Breaking Down Silos with Design Thinking
Updated: Nov 13, 2020
One thing which has really kept me intrigued over many years, is that EVERYONE HATES SILOS. Everyone thinks that silos are built up by someone else, and that you constantly need to defend your patch, otherwise people will run you over like a lawn mower! Truth is that, it is exactly this attitude which builds higher and stronger silos.
In physical terms, silos are very important structures that keep their content well preserved. They have the role of being independent structures, and ensure that no harm to their content, comes from the outside in. Silo mentality in organisations works along the same reasoning. People tend to think that anything that comes from outside their silo (which may be a team, department, section etc), will spoil the content of their silo and therefore many tend to prefer to protect their silo from any outside intrusion.
Breaking down silos in larger organisations, is a nut which many try to crack, but find that its shell is made of solid steel.
Now, this article is not a typical cleaning detergent advert. The one which portrays a filthy floor, then a smiley person comes along with yet another miracle product, and with the flick of a finger the floor immediately shines with a bling!
This article provides a solution that requires at the very basis, some good will.
Design Thinking is silo destroyer, here’s why:
1. It gives a common objective. In Design Thinking people within the team all look at the same problem from one point of view - the user's. The user is not part of the silo problem. A user is outside of it, and you cannot be threatened by silos where none exist.
2. Design Thinking focuses on co-creation, and it is not an objective of the workshop to finger-point at any phase. During a workshop or a project, a problem that a user is encountering, is defined, and then people ideate together various solutions to the same issue. When people co-create, they are on the same team as opposed to pitted against each other.
3. Design Thinking Workshops are not whining parties. Attendees do not simply spill the beans and leave. They trash out real issues, and find doable solutions to sort out those issues.
Does Design Thinking permanently destroy silos?

*Given entries:*
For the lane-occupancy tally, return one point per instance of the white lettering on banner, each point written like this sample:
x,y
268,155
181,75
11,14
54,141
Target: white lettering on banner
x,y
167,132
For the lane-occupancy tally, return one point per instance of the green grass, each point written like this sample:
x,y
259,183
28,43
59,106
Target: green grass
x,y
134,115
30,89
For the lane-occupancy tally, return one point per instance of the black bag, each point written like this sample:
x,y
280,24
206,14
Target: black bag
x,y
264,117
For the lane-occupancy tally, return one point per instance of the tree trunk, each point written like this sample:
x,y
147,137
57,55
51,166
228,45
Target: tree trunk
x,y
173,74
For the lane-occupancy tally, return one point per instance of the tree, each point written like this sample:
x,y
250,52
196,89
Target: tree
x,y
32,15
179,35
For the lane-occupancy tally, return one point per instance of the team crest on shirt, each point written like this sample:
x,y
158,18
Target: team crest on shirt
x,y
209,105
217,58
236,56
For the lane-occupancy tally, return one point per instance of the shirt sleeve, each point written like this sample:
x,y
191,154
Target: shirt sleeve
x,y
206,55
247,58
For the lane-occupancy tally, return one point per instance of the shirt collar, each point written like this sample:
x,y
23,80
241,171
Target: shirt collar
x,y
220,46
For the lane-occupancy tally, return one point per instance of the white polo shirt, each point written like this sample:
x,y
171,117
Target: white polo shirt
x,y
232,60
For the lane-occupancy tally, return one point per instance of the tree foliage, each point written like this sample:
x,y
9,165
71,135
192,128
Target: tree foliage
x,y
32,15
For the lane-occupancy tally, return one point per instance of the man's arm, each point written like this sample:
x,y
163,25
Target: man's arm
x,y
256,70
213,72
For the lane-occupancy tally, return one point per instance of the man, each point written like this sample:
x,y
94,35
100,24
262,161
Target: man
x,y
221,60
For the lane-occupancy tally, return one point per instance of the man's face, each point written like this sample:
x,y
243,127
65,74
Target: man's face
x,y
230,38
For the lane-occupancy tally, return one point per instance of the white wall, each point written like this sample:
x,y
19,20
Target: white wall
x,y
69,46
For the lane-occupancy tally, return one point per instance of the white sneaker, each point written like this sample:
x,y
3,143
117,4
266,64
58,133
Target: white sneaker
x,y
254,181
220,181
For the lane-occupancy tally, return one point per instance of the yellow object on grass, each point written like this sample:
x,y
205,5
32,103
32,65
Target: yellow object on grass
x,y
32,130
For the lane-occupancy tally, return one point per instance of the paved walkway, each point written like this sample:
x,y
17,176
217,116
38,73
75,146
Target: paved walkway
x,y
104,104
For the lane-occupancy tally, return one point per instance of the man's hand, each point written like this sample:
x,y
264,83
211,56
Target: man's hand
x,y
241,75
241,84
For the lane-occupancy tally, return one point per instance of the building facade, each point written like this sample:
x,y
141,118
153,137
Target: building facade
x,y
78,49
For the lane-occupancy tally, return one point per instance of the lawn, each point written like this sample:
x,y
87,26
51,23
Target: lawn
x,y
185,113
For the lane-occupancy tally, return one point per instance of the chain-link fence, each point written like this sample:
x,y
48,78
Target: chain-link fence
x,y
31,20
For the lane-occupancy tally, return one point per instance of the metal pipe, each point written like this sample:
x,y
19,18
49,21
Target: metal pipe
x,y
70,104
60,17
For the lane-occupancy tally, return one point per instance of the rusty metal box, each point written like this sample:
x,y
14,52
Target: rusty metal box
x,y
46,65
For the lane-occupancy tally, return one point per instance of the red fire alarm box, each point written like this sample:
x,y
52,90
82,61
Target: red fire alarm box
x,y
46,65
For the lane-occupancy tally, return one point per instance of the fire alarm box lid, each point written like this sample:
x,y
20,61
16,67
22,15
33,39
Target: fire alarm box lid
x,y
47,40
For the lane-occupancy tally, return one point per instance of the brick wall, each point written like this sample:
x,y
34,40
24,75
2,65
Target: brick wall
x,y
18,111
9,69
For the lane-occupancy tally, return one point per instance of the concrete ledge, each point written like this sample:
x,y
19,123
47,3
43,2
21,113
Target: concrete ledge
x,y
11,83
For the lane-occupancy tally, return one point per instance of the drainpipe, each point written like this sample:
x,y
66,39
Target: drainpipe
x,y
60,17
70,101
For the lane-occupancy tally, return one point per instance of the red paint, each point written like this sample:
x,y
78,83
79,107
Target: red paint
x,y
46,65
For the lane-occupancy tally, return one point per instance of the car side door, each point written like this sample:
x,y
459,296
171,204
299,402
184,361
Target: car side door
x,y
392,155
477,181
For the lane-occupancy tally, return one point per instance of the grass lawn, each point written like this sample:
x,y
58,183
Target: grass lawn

*Exercise requirements:* According to the first point in the text on breaking down silos with Design Thinking, why does viewing a problem from the user's perspective keep people from feeling threatened by silos? Answer in one to three sentences.

*Result of this task:* Everyone on the team looks at the same problem from a single point of view, the user's. The user is not part of the silo problem but stands outside it, and people cannot be threatened by silos where none exist.